• _YOUR INSTRUCTIONS_
Starting at the beginning of the data, reproduce every line, requests included, up to and including the line that contains "x=825 y=122". Multiply each coordinate in the answers by 2 and round to whole numbers, with halves rounding up.

• _RECORDS SUPPLIED_

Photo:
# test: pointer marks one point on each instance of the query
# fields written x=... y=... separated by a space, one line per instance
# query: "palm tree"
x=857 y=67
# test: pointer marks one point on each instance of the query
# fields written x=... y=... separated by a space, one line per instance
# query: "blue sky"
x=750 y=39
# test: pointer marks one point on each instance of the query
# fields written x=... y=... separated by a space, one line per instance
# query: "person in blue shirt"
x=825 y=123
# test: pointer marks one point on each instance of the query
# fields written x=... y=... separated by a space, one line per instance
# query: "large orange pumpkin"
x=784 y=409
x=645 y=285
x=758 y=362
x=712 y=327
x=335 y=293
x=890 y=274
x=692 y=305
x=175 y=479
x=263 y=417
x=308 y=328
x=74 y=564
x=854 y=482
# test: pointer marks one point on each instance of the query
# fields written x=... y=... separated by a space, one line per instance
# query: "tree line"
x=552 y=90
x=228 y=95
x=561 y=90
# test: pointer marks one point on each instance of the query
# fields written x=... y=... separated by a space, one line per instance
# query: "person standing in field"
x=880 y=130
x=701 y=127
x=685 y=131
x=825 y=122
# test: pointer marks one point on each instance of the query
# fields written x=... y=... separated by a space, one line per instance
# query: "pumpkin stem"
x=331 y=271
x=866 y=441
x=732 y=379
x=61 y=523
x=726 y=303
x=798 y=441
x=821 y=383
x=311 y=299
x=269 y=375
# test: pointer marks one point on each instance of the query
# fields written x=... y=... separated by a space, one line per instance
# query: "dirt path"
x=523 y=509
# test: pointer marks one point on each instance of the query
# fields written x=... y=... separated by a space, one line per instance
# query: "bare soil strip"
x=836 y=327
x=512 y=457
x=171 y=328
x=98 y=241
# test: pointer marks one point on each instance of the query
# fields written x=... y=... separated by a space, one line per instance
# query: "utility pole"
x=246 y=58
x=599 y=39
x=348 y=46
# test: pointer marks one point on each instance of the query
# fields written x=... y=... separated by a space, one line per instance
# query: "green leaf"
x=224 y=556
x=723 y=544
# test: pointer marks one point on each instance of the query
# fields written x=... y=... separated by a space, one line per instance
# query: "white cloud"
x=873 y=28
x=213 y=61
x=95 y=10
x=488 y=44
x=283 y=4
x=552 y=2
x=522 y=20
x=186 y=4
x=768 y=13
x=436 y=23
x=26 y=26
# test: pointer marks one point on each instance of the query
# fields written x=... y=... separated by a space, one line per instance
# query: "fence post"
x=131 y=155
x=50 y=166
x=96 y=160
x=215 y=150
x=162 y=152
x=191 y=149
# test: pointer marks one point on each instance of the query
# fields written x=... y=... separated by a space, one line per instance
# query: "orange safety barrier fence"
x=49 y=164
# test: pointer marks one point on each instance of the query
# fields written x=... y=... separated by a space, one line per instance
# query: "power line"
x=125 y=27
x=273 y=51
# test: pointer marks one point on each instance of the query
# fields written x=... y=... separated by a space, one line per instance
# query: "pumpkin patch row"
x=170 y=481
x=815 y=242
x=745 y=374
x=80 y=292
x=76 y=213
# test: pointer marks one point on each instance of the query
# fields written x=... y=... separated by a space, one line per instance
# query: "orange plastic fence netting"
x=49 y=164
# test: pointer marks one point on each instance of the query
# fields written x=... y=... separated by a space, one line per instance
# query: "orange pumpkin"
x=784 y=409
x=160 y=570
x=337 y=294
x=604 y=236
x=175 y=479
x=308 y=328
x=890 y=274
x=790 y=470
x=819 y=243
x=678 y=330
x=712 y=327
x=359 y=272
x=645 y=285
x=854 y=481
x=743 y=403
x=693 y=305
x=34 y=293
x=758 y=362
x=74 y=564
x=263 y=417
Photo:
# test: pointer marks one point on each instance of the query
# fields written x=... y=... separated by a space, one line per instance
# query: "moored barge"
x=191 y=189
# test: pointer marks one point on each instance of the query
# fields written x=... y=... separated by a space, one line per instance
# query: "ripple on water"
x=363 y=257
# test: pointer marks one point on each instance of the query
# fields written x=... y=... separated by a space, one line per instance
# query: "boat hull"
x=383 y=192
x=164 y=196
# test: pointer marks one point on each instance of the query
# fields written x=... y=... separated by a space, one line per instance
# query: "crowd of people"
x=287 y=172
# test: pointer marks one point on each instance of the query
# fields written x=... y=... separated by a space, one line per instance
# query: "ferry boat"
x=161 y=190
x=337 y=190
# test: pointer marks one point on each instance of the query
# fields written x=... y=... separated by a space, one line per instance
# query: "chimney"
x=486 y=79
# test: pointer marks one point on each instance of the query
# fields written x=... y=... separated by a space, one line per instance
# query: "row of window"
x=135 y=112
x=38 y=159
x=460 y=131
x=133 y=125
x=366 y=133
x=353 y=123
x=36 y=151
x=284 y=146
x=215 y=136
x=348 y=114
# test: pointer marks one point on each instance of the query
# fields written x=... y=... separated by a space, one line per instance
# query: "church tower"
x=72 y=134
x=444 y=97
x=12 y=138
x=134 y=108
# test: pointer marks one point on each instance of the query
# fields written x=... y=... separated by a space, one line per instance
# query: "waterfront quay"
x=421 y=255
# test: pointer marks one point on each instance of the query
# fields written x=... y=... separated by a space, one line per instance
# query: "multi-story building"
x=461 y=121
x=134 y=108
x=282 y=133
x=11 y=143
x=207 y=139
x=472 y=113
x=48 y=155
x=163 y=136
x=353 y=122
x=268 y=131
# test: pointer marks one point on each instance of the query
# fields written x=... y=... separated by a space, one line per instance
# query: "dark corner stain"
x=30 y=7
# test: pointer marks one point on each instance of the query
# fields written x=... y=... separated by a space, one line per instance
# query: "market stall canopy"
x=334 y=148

• _SOLUTION BELOW_
Photo:
# test: pointer marks one point on each instance of the query
# fields written x=... y=... separated by a space, one line per instance
# query: "palm tree"
x=1714 y=134
# test: pointer marks one point on each instance of the query
# fields written x=... y=... separated by a space, one line per instance
# query: "blue sky"
x=1500 y=78
# test: pointer marks one point on each instance of the query
# fields written x=... y=... separated by a space, one line per instance
# query: "person in blue shirt"
x=1650 y=246
# test: pointer marks one point on each instance of the query
# fields written x=... y=... separated by a space, one line per instance
# query: "large orange pumpkin"
x=1568 y=818
x=1290 y=570
x=1516 y=724
x=1424 y=654
x=670 y=586
x=1780 y=548
x=1384 y=610
x=350 y=958
x=526 y=834
x=616 y=656
x=148 y=1128
x=1708 y=964
# test: pointer marks one point on each instance of the query
# fields written x=... y=... separated by a space, one line per instance
# query: "tree line"
x=1104 y=180
x=456 y=190
x=1122 y=180
# test: pointer marks one point on each instance of the query
# fields written x=... y=... separated by a space, one line per instance
# query: "person standing in field"
x=1760 y=260
x=1402 y=254
x=1370 y=262
x=1650 y=244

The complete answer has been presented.